▶ Task objective: Copy the data that follows, character for character, minus the pictures.

-- START Records to use --

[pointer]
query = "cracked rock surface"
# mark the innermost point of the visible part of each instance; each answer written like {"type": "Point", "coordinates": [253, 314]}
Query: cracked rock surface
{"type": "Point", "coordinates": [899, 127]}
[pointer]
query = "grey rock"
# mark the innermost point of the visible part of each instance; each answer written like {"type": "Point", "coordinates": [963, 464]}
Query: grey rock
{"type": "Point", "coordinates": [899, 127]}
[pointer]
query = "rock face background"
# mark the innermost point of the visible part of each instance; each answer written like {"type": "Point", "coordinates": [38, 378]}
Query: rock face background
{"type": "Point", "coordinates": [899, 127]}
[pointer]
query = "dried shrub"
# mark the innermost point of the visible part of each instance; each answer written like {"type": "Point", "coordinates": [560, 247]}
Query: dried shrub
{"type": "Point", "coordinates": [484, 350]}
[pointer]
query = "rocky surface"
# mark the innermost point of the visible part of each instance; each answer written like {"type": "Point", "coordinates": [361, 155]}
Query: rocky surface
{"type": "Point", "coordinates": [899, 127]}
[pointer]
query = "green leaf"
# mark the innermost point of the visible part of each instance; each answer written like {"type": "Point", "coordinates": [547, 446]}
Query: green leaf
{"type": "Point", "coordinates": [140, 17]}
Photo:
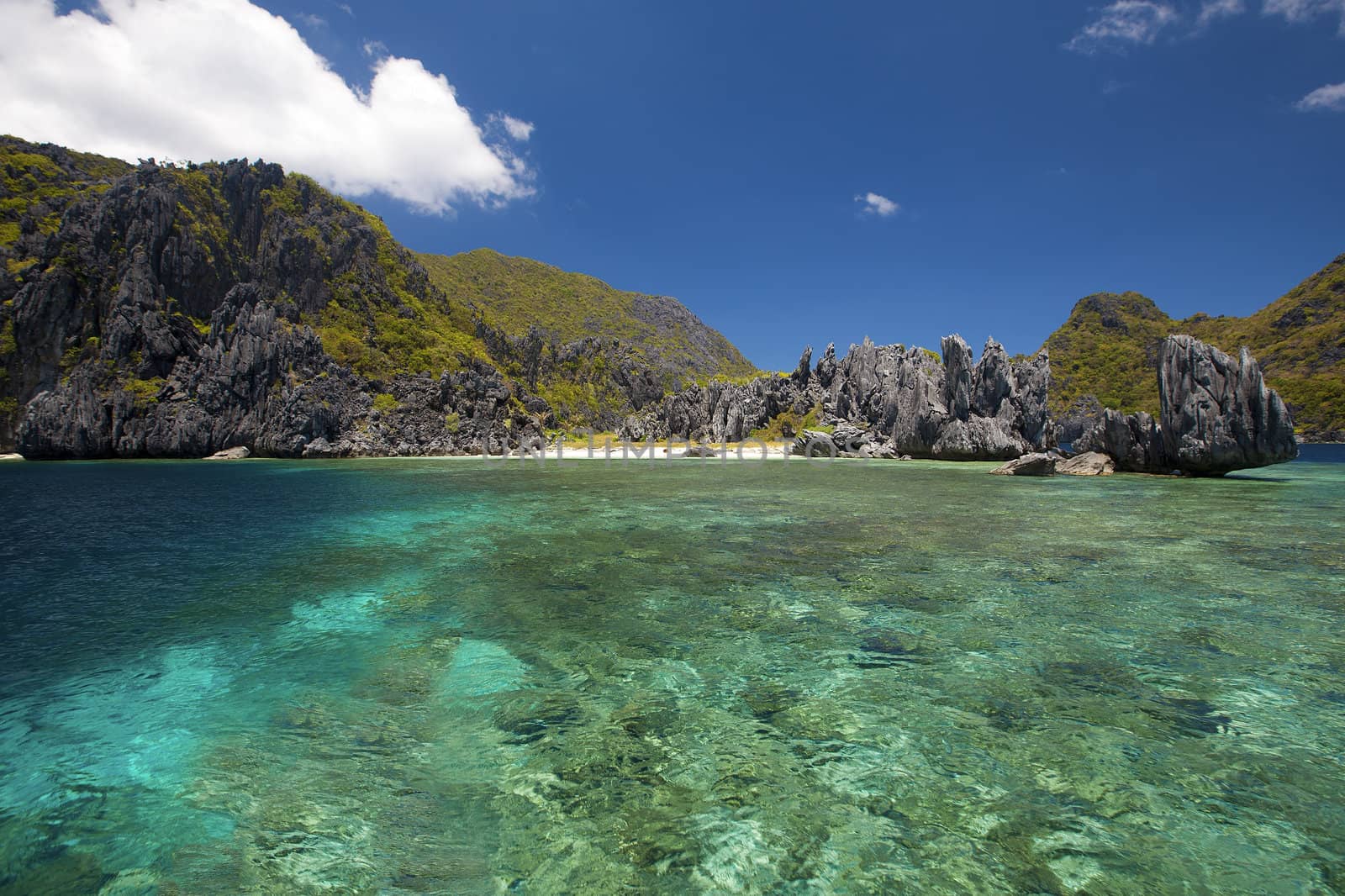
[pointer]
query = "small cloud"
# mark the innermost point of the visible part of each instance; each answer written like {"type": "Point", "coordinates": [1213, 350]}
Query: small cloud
{"type": "Point", "coordinates": [1300, 11]}
{"type": "Point", "coordinates": [1329, 98]}
{"type": "Point", "coordinates": [876, 205]}
{"type": "Point", "coordinates": [1214, 10]}
{"type": "Point", "coordinates": [517, 128]}
{"type": "Point", "coordinates": [1123, 24]}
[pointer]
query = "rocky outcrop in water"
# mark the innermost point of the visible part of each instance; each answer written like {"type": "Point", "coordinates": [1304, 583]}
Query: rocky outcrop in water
{"type": "Point", "coordinates": [1035, 465]}
{"type": "Point", "coordinates": [1217, 416]}
{"type": "Point", "coordinates": [1089, 463]}
{"type": "Point", "coordinates": [880, 401]}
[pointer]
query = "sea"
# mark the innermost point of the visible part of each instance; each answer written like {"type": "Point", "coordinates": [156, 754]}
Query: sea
{"type": "Point", "coordinates": [462, 676]}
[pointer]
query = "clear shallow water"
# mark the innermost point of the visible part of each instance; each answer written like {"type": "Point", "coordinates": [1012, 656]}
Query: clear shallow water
{"type": "Point", "coordinates": [407, 677]}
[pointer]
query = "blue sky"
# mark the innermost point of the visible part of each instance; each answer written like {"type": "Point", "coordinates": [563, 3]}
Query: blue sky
{"type": "Point", "coordinates": [1037, 152]}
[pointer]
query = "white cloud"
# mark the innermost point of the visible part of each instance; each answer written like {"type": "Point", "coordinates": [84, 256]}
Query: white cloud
{"type": "Point", "coordinates": [876, 205]}
{"type": "Point", "coordinates": [1301, 11]}
{"type": "Point", "coordinates": [1122, 24]}
{"type": "Point", "coordinates": [1215, 10]}
{"type": "Point", "coordinates": [221, 78]}
{"type": "Point", "coordinates": [517, 128]}
{"type": "Point", "coordinates": [1329, 98]}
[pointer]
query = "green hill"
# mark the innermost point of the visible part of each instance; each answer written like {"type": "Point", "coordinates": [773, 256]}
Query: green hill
{"type": "Point", "coordinates": [517, 295]}
{"type": "Point", "coordinates": [78, 230]}
{"type": "Point", "coordinates": [1109, 349]}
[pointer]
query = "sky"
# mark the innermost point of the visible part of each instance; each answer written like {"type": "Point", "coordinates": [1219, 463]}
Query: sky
{"type": "Point", "coordinates": [794, 172]}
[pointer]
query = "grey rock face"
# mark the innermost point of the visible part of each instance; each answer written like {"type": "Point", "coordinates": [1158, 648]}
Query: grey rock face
{"type": "Point", "coordinates": [811, 443]}
{"type": "Point", "coordinates": [1087, 465]}
{"type": "Point", "coordinates": [1035, 465]}
{"type": "Point", "coordinates": [1131, 440]}
{"type": "Point", "coordinates": [881, 401]}
{"type": "Point", "coordinates": [1217, 414]}
{"type": "Point", "coordinates": [113, 356]}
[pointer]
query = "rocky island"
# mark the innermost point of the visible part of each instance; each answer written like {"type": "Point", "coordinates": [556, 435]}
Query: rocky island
{"type": "Point", "coordinates": [158, 311]}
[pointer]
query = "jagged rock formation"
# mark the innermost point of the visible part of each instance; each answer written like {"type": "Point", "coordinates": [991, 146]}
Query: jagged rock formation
{"type": "Point", "coordinates": [1217, 416]}
{"type": "Point", "coordinates": [1109, 349]}
{"type": "Point", "coordinates": [881, 401]}
{"type": "Point", "coordinates": [163, 311]}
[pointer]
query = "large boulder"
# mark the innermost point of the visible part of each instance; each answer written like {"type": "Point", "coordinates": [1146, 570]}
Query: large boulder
{"type": "Point", "coordinates": [1217, 414]}
{"type": "Point", "coordinates": [1131, 440]}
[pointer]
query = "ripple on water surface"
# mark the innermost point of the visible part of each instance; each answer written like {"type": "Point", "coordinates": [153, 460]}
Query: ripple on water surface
{"type": "Point", "coordinates": [443, 677]}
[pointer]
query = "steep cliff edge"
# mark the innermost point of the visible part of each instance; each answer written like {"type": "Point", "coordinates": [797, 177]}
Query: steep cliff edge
{"type": "Point", "coordinates": [1106, 351]}
{"type": "Point", "coordinates": [166, 311]}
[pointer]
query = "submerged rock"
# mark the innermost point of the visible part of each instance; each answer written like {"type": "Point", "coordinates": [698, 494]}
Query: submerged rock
{"type": "Point", "coordinates": [881, 401]}
{"type": "Point", "coordinates": [1091, 463]}
{"type": "Point", "coordinates": [811, 443]}
{"type": "Point", "coordinates": [230, 454]}
{"type": "Point", "coordinates": [1035, 465]}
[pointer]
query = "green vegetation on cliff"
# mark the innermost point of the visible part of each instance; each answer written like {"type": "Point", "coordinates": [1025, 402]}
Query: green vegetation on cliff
{"type": "Point", "coordinates": [1109, 349]}
{"type": "Point", "coordinates": [515, 295]}
{"type": "Point", "coordinates": [161, 246]}
{"type": "Point", "coordinates": [38, 185]}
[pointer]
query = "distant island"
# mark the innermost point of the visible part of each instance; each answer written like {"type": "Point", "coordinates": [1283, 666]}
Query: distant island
{"type": "Point", "coordinates": [174, 311]}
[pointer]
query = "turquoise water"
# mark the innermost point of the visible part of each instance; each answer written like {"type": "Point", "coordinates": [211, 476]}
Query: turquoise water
{"type": "Point", "coordinates": [416, 677]}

-- END Records to use --

▶ Solution for this exercise:
[pointer]
query = "cracked rock surface"
# mark the innermost point of the visible part of each instance; each answer written like {"type": "Point", "coordinates": [253, 314]}
Query: cracked rock surface
{"type": "Point", "coordinates": [899, 127]}
[pointer]
query = "grey rock"
# mark the innermost point of the visible part of each instance; each answer written like {"type": "Point", "coordinates": [963, 464]}
Query: grey rock
{"type": "Point", "coordinates": [899, 127]}
[pointer]
query = "rock face background"
# mark the innermost point of the visible part of each instance; each answer written like {"type": "Point", "coordinates": [38, 378]}
Query: rock face background
{"type": "Point", "coordinates": [899, 127]}
[pointer]
query = "dried shrub"
# mark the innermost point of the visible part of each instance; each answer written like {"type": "Point", "coordinates": [560, 247]}
Query: dried shrub
{"type": "Point", "coordinates": [484, 350]}
[pointer]
query = "rocky surface"
# mark the innermost point of the visible part of each instance; each answer written like {"type": "Point", "coordinates": [361, 155]}
Query: rocky surface
{"type": "Point", "coordinates": [899, 127]}
[pointer]
query = "green leaf"
# mark the innermost point of the visible part of each instance; each answer written like {"type": "Point", "coordinates": [547, 446]}
Query: green leaf
{"type": "Point", "coordinates": [140, 17]}
Photo:
[pointer]
query = "small cloud"
# mark the innermost point of the visible part of each instance; each answer written like {"type": "Point", "coordinates": [1213, 350]}
Query: small cloud
{"type": "Point", "coordinates": [1300, 11]}
{"type": "Point", "coordinates": [1329, 98]}
{"type": "Point", "coordinates": [876, 205]}
{"type": "Point", "coordinates": [1214, 10]}
{"type": "Point", "coordinates": [517, 128]}
{"type": "Point", "coordinates": [1123, 24]}
[pointer]
query = "rocky outcrop in water"
# mark the innermost point of the visible part of each instance; each answer written like {"type": "Point", "coordinates": [1304, 583]}
Query: rocky outcrop in water
{"type": "Point", "coordinates": [1035, 465]}
{"type": "Point", "coordinates": [1217, 416]}
{"type": "Point", "coordinates": [1089, 463]}
{"type": "Point", "coordinates": [880, 401]}
[pointer]
query = "sea"
# mark the innermost point of the visible part of each instance; each answer written like {"type": "Point", "coordinates": [156, 754]}
Query: sea
{"type": "Point", "coordinates": [462, 676]}
[pointer]
query = "clear shallow water"
# mark the innermost point of the visible part of each instance; each answer written like {"type": "Point", "coordinates": [1012, 656]}
Query: clear shallow water
{"type": "Point", "coordinates": [407, 677]}
[pointer]
query = "blue sky"
# mark the innermost point of the visible part of each instance; each answer written like {"type": "Point", "coordinates": [563, 3]}
Query: blue sky
{"type": "Point", "coordinates": [1037, 152]}
[pointer]
query = "white cloud"
# mark the innermost point of the visible part of each instance; each answer written like {"type": "Point", "coordinates": [84, 256]}
Query: white cloud
{"type": "Point", "coordinates": [876, 205]}
{"type": "Point", "coordinates": [1301, 11]}
{"type": "Point", "coordinates": [1122, 24]}
{"type": "Point", "coordinates": [1215, 10]}
{"type": "Point", "coordinates": [221, 78]}
{"type": "Point", "coordinates": [517, 128]}
{"type": "Point", "coordinates": [1329, 98]}
[pointer]
query = "green hill"
# mark the innermost point of the visible part of each instance; each answer written like {"type": "Point", "coordinates": [773, 256]}
Query: green hill
{"type": "Point", "coordinates": [517, 295]}
{"type": "Point", "coordinates": [78, 230]}
{"type": "Point", "coordinates": [1109, 349]}
[pointer]
query = "sky"
# mark the innermost point of the visible part of each instance; each answer written like {"type": "Point", "coordinates": [1219, 463]}
Query: sky
{"type": "Point", "coordinates": [794, 172]}
[pointer]
query = "grey rock face"
# mark the innermost point of the visible part of each instance; each answer written like {"type": "Point", "coordinates": [1158, 648]}
Query: grey rock face
{"type": "Point", "coordinates": [811, 443]}
{"type": "Point", "coordinates": [1087, 465]}
{"type": "Point", "coordinates": [1035, 465]}
{"type": "Point", "coordinates": [1131, 440]}
{"type": "Point", "coordinates": [881, 401]}
{"type": "Point", "coordinates": [1217, 414]}
{"type": "Point", "coordinates": [113, 356]}
[pointer]
query = "rocky island"
# mark the innermost point of the visible part of each instance; each answer written like {"type": "Point", "coordinates": [556, 435]}
Query: rocky island
{"type": "Point", "coordinates": [158, 311]}
[pointer]
query = "jagged rock formation"
# mark the innermost point of the visible part of each instance; each answer written like {"type": "Point", "coordinates": [991, 146]}
Query: jagged rock formation
{"type": "Point", "coordinates": [1217, 416]}
{"type": "Point", "coordinates": [1109, 349]}
{"type": "Point", "coordinates": [881, 401]}
{"type": "Point", "coordinates": [163, 311]}
[pointer]
query = "large boulder"
# mark the innermost point of the visible part of each instance; each answer written like {"type": "Point", "coordinates": [1146, 570]}
Query: large boulder
{"type": "Point", "coordinates": [1217, 414]}
{"type": "Point", "coordinates": [1131, 440]}
[pointer]
query = "ripple on water surface"
# mark the innermost point of the visible part of each instance; each answer written like {"type": "Point", "coordinates": [153, 460]}
Query: ripple on water surface
{"type": "Point", "coordinates": [443, 677]}
[pointer]
query = "steep cliff edge"
# mark the innermost point of the visible part of each instance; each answer written like {"type": "Point", "coordinates": [797, 177]}
Query: steep cliff edge
{"type": "Point", "coordinates": [1106, 351]}
{"type": "Point", "coordinates": [166, 311]}
[pointer]
query = "submerged rock"
# mark the innermost point of the visible part of each instance; each answer written like {"type": "Point", "coordinates": [698, 494]}
Query: submerged rock
{"type": "Point", "coordinates": [881, 401]}
{"type": "Point", "coordinates": [1091, 463]}
{"type": "Point", "coordinates": [811, 443]}
{"type": "Point", "coordinates": [230, 454]}
{"type": "Point", "coordinates": [1035, 465]}
[pointer]
query = "green vegetation on cliff"
# mark the innermost point of the visible part of each instance; each answer written like {"type": "Point", "coordinates": [1025, 402]}
Query: green vegetation on cliff
{"type": "Point", "coordinates": [1109, 349]}
{"type": "Point", "coordinates": [515, 295]}
{"type": "Point", "coordinates": [161, 246]}
{"type": "Point", "coordinates": [38, 185]}
[pointer]
query = "distant island"
# mark the innermost point of the visible part of each instance; each answer written like {"type": "Point", "coordinates": [1283, 666]}
Query: distant island
{"type": "Point", "coordinates": [174, 311]}
[pointer]
query = "turquoise water"
# mark the innermost point of the visible part of each instance; each answer written like {"type": "Point", "coordinates": [211, 476]}
Query: turquoise water
{"type": "Point", "coordinates": [416, 677]}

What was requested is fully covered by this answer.